**Action item A**. Below is a text on corrosion in water injection pipelines. Copy the stretch from "Water injection is" through "of the pipelines." word for word.
**Action item B**.
Read the text on water injection pipeline corrosion below. For each statement, answer yes or no, and quote the words of the text that settle it.
(i) The paper covers flexible and internally coated pipelines as well as carbon steel ones.
(ii) The pipeline material met the API 5L specification.
(iii) The pipelines failed at the 12 o'clock position.

**Source text**.
Water injection is one of the methods for maximizing oil production and improving oil recovery by way of maintaining reservoir pressure. It entails injection of water in sufficient quantities with acceptable quality into the appropriate zones of the reservoir in a cost efficient manner. Treated water is transmitted from treatment to well generally through carbon steel pipelines; as there are flexible pipelines, internally coated pipelines being used for water injection also. And this paper is solely for carbon steel pipelines. The corrosion of these water injection pipelines is a major issue for the Oil & Gas industry with a view to preserve the reservoir permeability and integrity of the pipelines.
A few case studies pertaining to failure of API 5L carbon steel subsea water injection pipelines with their root cause analysis are presented in this paper. In order to identify the cause and mechanism of failure, detailed laboratory and analytical investigations were carried out with a view to characterize the material property as well as to evaluate the corrosivity of operating environment. Studies like visual inspection, non destructive testing, corrosion product analysis, elemental compositional analysis, metallographic investigations, inclusion content test, hardness testing, tensile strength studies, impact test, stereomicrscopy, scanning electron microscopic (SEM) coupled with energy dispersive spectroscopy (EDS) studies, have been carried out. Process parameters, operating & maintenance practices, chemical treatment program with quality parameters etc. have also been critically examined.
Pipeline material was found to conform to the specification API 5L. The analysis showed that the most probable cause of the failure of the pipeline was under-deposit/grooving corrosion, which started with oxygen and Microbiologically Influenced Corrosion due to Sulphate Reducing Bacteria and was subsequently supported by very low flow velocities in those pipelines. The stagnant water and the formation of thick deposit consisting of corrosion product, sludge or suspended solids and biomass as a result of proliferation of bacterial colonies were the conditions for attack to set off. Galvanic corrosion further accelerated the metal loss process as grooving/channeling resulting into failure at 6 O'clock position. Presence of large number of inclusions in some of pipeline materials was an additional cause of accelerated corrosion process.
On the basis of root cause failure analysis, the major integrity threats to the water injection pipelines resulting from process control were identified. Accordingly, preventive and remedial measures essential for preserving integrity of water injection pipelines have been suggested. Implementation of good operating and maintenance practices, robust quality control measures, continuous monitoring of corrosion trends, prompt corrective actions are the key requisites to abate failures due corrosion.

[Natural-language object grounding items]
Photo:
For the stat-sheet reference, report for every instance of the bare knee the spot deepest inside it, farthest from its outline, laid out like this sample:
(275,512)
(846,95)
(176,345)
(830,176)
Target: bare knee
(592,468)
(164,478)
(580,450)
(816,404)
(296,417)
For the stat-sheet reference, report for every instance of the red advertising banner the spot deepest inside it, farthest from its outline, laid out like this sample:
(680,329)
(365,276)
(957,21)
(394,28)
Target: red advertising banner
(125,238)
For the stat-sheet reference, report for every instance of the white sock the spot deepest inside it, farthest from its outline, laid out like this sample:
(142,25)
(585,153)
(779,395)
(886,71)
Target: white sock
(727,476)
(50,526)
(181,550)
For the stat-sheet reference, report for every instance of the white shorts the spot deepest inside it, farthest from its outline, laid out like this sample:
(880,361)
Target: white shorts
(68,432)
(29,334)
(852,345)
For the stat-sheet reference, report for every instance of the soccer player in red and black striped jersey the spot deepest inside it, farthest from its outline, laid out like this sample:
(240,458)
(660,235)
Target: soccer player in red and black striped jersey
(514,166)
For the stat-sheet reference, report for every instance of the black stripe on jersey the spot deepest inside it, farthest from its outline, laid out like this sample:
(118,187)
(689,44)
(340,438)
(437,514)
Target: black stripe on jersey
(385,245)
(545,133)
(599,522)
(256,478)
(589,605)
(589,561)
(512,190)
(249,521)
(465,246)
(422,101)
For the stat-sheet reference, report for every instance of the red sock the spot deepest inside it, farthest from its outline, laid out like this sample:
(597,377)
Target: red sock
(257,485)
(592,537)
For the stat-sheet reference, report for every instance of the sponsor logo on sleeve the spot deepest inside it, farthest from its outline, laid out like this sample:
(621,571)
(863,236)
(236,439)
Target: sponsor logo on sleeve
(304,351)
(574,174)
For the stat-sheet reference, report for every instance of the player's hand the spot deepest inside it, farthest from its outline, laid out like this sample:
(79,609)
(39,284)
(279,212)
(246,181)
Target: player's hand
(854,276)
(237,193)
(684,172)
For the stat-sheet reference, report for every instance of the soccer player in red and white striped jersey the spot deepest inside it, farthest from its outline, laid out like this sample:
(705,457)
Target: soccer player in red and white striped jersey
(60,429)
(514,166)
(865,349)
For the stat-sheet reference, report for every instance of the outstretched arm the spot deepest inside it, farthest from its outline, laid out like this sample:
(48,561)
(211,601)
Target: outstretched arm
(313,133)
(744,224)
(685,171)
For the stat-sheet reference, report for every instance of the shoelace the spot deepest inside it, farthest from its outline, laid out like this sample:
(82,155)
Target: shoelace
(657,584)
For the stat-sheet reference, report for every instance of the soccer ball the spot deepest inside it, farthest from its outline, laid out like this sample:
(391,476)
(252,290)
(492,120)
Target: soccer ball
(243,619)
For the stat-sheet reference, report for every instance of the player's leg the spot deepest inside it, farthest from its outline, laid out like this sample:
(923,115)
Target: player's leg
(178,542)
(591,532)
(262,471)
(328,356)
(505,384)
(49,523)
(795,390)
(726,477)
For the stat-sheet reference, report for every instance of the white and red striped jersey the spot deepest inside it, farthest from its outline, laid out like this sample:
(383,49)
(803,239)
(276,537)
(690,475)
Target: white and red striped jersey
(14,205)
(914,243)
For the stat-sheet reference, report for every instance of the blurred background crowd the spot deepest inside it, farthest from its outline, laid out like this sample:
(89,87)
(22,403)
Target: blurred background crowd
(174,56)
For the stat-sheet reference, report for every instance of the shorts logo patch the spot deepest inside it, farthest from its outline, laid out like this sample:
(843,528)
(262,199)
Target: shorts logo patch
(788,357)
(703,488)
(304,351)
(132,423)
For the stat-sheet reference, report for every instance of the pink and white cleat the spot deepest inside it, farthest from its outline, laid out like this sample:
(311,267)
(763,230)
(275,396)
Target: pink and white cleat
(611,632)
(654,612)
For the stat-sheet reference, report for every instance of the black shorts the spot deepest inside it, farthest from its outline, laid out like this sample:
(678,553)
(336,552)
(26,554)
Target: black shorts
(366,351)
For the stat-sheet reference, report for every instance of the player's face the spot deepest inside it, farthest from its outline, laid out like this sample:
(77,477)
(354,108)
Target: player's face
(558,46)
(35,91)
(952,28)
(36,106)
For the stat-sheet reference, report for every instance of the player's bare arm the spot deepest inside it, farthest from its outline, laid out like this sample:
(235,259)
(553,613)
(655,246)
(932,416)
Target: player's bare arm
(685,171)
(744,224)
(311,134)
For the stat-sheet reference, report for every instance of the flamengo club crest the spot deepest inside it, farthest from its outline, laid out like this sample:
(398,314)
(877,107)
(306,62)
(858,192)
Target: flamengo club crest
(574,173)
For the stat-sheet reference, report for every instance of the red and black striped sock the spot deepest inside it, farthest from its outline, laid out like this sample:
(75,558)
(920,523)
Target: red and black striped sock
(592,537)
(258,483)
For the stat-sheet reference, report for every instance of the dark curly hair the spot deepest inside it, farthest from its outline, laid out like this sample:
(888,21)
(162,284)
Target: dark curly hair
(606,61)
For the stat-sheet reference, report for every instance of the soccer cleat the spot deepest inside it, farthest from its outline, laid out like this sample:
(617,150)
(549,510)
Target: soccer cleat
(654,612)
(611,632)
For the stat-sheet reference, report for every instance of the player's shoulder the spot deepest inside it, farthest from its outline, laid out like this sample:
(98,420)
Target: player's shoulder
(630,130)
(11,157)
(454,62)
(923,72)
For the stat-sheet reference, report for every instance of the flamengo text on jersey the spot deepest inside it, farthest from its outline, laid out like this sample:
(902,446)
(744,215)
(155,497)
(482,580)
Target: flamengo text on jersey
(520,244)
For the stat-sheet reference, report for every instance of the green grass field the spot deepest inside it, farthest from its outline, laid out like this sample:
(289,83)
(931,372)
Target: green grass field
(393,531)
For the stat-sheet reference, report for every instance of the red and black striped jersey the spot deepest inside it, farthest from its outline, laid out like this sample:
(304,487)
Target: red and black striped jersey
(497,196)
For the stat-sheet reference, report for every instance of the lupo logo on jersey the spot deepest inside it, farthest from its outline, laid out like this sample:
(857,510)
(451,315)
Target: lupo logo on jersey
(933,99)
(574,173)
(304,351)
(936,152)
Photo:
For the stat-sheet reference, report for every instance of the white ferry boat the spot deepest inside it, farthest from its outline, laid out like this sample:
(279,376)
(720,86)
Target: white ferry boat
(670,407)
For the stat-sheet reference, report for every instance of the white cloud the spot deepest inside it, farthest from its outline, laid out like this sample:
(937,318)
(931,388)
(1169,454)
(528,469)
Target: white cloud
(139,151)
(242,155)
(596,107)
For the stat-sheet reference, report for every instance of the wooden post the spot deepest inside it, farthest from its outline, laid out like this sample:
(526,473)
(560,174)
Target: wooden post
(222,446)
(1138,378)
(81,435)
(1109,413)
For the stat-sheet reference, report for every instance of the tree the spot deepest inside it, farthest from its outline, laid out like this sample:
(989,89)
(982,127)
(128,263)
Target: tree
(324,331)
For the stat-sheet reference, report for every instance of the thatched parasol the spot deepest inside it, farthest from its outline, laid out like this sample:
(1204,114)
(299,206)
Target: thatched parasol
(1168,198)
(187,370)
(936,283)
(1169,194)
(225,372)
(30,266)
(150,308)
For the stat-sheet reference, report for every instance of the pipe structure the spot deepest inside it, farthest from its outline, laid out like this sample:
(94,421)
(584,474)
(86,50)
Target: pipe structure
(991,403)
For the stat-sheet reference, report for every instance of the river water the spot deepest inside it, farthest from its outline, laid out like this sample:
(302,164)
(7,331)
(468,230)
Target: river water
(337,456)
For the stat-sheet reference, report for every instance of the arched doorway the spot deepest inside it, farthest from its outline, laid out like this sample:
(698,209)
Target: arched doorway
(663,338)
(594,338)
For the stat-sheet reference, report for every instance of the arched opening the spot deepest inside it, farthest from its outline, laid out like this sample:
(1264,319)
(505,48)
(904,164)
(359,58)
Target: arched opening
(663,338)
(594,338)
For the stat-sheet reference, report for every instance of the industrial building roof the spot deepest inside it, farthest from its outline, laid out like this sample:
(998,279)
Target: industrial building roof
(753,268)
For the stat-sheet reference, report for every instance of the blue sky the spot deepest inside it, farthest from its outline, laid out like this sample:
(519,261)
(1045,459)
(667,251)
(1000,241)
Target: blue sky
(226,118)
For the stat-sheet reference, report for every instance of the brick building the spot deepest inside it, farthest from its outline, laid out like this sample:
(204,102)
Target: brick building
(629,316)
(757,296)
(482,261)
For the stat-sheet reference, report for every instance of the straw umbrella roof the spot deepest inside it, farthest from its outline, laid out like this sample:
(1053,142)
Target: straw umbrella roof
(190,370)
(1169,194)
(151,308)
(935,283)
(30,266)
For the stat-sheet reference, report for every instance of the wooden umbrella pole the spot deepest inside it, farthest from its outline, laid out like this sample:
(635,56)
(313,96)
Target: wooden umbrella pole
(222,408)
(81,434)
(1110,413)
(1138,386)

**Result A**.
Water injection is one of the methods for maximizing oil production and improving oil recovery by way of maintaining reservoir pressure. It entails injection of water in sufficient quantities with acceptable quality into the appropriate zones of the reservoir in a cost efficient manner. Treated water is transmitted from treatment to well generally through carbon steel pipelines; as there are flexible pipelines, internally coated pipelines being used for water injection also. And this paper is solely for carbon steel pipelines. The corrosion of these water injection pipelines is a major issue for the Oil & Gas industry with a view to preserve the reservoir permeability and integrity of the pipelines.

**Result B**.
(i) No: "And this paper is solely for carbon steel pipelines."
(ii) Yes: "Pipeline material was found to conform to the specification API 5L."
(iii) No: "resulting into failure at 6 O'clock position."